======== Materials provided

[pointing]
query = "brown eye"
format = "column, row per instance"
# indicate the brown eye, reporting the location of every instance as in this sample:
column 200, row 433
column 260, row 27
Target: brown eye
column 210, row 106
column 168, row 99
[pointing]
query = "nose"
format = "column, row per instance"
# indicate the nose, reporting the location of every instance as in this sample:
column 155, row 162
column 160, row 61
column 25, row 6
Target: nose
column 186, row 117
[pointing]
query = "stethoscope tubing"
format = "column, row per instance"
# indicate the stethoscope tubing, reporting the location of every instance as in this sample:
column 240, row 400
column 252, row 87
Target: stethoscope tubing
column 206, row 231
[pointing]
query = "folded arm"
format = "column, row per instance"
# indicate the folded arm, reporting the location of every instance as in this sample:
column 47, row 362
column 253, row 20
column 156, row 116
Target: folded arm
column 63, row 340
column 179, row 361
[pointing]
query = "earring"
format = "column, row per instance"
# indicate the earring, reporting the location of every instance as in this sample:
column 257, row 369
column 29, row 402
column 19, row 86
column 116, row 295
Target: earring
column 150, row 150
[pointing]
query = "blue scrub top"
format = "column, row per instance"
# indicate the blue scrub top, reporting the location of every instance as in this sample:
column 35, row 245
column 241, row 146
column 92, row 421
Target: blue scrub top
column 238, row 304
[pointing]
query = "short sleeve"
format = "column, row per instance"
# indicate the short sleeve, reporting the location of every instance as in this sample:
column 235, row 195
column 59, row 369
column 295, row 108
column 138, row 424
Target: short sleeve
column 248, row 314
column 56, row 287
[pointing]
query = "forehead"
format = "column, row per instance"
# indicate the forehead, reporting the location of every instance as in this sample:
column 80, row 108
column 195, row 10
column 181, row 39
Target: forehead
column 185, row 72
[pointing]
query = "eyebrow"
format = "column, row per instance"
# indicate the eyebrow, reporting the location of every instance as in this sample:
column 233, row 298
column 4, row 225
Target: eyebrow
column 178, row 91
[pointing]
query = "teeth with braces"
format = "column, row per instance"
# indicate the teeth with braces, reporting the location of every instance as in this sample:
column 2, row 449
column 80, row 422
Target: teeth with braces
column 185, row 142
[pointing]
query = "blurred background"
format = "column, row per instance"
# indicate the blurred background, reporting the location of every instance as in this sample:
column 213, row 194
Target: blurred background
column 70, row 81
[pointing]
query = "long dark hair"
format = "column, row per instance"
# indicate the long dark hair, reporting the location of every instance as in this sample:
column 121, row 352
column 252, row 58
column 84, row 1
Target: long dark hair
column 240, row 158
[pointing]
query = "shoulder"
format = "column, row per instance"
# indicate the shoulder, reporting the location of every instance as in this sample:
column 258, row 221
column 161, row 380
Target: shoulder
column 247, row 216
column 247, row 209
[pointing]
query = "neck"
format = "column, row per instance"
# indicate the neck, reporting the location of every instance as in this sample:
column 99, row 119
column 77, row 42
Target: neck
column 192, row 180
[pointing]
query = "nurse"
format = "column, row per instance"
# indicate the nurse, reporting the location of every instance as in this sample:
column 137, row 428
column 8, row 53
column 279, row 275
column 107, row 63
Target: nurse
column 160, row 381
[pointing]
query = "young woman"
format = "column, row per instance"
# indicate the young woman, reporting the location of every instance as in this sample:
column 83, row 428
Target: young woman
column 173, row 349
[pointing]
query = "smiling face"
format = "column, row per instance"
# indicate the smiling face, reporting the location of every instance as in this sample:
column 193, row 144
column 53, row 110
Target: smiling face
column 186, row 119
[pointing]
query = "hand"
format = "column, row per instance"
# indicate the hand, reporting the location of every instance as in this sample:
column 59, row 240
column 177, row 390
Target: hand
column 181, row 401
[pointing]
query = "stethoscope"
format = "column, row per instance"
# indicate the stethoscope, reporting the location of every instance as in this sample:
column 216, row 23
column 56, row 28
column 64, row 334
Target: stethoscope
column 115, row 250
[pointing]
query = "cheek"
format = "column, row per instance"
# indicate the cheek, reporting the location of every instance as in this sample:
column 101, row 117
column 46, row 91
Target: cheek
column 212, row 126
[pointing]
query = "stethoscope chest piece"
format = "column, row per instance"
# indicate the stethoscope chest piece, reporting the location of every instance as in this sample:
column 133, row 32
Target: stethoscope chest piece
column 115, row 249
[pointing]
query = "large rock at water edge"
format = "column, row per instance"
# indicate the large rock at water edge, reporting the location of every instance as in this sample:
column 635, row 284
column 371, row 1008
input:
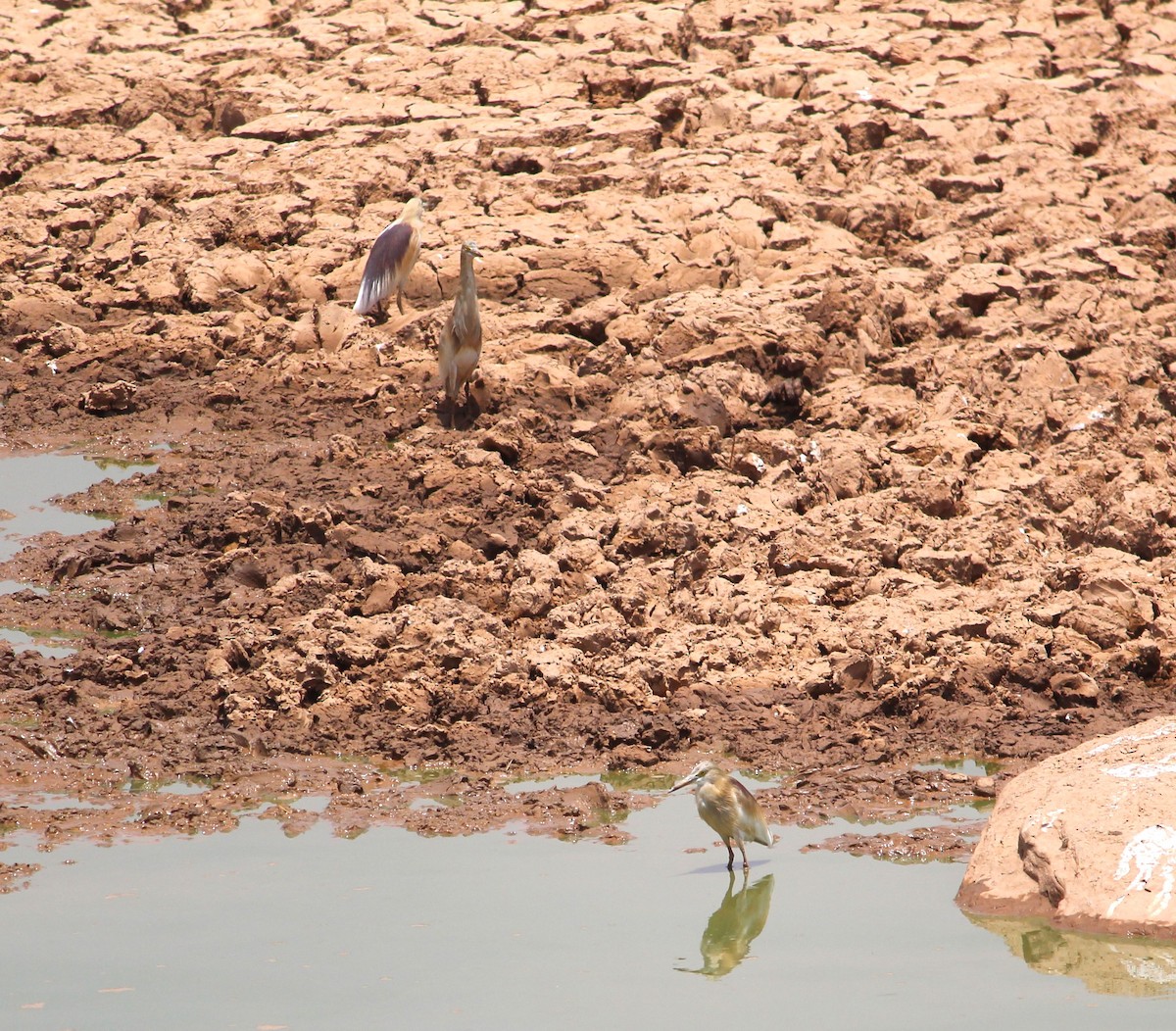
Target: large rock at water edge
column 1087, row 838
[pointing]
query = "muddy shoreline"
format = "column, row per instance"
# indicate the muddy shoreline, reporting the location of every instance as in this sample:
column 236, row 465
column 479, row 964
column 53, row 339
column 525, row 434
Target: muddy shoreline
column 829, row 354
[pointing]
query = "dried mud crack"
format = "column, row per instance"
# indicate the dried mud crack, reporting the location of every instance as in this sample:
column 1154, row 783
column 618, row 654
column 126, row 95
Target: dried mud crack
column 829, row 348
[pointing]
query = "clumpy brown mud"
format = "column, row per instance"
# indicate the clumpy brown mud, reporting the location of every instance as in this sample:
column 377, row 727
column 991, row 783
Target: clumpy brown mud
column 828, row 352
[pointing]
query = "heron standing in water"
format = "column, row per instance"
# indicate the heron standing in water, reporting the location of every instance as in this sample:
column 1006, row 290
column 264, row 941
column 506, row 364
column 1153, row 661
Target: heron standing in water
column 392, row 259
column 727, row 808
column 462, row 337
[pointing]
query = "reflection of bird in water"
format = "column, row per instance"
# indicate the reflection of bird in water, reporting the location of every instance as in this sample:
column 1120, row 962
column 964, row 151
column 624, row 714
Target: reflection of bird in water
column 732, row 929
column 392, row 259
column 727, row 808
column 462, row 337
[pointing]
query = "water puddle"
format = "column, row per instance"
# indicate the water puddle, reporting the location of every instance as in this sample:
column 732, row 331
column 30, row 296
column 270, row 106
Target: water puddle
column 27, row 483
column 256, row 928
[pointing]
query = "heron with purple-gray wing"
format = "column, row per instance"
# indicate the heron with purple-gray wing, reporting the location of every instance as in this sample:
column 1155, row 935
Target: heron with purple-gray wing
column 727, row 808
column 392, row 259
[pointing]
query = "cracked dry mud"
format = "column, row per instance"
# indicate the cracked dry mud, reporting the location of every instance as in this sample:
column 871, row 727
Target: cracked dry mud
column 829, row 349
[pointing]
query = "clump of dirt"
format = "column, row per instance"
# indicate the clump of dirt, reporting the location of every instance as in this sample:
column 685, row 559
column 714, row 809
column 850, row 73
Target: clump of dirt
column 829, row 352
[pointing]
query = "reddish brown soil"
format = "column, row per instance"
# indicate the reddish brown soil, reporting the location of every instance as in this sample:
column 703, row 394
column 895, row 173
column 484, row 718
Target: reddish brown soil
column 829, row 351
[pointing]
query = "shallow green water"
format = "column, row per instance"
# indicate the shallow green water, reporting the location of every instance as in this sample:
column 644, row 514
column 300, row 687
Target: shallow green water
column 253, row 929
column 27, row 483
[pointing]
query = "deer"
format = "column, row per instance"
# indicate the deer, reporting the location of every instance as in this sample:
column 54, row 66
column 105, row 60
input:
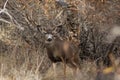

================

## [Problem]
Please keep only the lines in the rows above that contain the string "chest", and copy each one out. Case counts.

## [Solution to this problem]
query = "stethoscope chest piece"
# indicate the stethoscope chest piece, reporting the location of every instance as in this sample:
Target: stethoscope chest piece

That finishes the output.